It makes us wonder what else has been withheld that should have been released almost automatically. It calls into question the ability of Mr. Hintz and the attorneys to conduct reasonable and timely balancing tests.

Indeed, they can’t or don’t, and resort instead to claiming illegal blanket exemptions.

But none of this is rocket science, and even these two should be able to make reasonable calls just like other officials have done. Simply put, any redaction or denial must be rare, must qualify under a specific exemption that is narrowly construed, and must be explained. 

Here’s the red flags they should pay attention to: If the denials and redactions aren’t rare, they’re in troubled waters. If they have to look for an exemption rather than immediately recognizing it in the specific records, they are in troubled waters. If they can’t reasonably explain the denial to the public, with the topics defined, they are in troubled waters.

Of course, these two could be playing dumb like a fox.

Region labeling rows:
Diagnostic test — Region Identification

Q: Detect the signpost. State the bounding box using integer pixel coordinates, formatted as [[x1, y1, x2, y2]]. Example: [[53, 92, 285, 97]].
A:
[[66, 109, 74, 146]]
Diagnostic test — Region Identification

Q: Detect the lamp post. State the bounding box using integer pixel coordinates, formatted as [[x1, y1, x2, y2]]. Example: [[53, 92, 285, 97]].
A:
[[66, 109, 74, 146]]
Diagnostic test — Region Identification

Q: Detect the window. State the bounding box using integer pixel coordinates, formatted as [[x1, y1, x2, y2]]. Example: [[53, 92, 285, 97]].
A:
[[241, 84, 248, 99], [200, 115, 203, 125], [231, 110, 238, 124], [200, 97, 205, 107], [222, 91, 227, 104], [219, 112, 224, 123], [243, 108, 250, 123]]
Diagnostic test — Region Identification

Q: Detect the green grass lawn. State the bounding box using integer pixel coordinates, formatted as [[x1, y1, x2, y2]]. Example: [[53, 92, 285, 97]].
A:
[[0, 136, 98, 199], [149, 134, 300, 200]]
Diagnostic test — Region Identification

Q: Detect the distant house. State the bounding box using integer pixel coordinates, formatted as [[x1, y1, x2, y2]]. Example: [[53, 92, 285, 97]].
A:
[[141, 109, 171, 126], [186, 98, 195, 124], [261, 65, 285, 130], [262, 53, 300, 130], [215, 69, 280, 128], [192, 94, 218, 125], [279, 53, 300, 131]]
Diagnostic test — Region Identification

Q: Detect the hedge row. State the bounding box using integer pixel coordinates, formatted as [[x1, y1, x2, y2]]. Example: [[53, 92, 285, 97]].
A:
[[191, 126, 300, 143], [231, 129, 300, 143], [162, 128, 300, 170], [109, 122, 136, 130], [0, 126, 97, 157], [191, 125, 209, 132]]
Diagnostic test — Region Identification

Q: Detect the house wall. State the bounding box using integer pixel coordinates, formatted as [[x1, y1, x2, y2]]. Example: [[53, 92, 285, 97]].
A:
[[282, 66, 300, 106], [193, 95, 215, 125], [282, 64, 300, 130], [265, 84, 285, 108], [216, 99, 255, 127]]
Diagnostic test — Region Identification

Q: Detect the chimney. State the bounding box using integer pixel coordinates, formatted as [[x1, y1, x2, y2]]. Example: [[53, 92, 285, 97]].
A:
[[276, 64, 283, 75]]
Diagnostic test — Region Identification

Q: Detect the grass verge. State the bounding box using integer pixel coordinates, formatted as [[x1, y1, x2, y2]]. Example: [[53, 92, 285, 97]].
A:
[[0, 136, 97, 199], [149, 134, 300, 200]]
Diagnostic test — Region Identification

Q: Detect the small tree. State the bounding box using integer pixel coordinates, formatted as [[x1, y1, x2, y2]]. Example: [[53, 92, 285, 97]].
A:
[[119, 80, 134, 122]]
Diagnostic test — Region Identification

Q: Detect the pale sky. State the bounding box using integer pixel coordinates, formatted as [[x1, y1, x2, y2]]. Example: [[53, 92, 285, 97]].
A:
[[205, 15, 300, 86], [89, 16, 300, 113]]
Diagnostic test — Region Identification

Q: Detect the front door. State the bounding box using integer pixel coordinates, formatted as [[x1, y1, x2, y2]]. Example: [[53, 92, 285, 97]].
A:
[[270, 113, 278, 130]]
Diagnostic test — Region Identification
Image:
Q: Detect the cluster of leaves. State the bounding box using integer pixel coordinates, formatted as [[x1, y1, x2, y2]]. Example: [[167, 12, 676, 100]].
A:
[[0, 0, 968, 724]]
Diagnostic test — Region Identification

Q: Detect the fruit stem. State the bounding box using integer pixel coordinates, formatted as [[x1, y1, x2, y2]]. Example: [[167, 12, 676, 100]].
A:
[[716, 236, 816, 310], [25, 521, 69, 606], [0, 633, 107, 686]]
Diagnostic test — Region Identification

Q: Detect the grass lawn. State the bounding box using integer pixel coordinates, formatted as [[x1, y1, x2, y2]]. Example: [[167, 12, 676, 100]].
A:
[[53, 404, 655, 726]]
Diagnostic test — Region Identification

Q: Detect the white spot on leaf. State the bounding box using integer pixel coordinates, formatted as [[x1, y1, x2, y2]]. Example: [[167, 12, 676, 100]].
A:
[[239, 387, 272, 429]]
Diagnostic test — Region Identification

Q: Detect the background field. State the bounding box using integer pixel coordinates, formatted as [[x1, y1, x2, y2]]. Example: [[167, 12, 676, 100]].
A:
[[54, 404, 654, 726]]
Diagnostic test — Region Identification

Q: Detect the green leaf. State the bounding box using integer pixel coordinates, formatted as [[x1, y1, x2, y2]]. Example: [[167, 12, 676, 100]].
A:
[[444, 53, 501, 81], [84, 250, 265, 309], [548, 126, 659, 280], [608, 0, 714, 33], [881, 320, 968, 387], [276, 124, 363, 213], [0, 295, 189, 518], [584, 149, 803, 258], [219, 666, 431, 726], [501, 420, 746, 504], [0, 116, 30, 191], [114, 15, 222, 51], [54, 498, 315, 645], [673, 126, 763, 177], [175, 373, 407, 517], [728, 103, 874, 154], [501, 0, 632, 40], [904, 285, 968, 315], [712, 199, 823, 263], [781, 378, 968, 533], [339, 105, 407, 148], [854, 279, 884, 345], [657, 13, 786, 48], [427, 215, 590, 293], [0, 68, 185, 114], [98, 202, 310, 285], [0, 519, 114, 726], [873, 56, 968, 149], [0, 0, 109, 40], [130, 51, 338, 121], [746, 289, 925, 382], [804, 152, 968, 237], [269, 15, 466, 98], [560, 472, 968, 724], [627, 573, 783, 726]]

[WRITTEN EXERCISE]
Transcribe the passage on public records denials, from "But none of" up to and including "must be explained.".

[EXPECTED ANSWER]
But none of this is rocket science, and even these two should be able to make reasonable calls just like other officials have done. Simply put, any redaction or denial must be rare, must qualify under a specific exemption that is narrowly construed, and must be explained.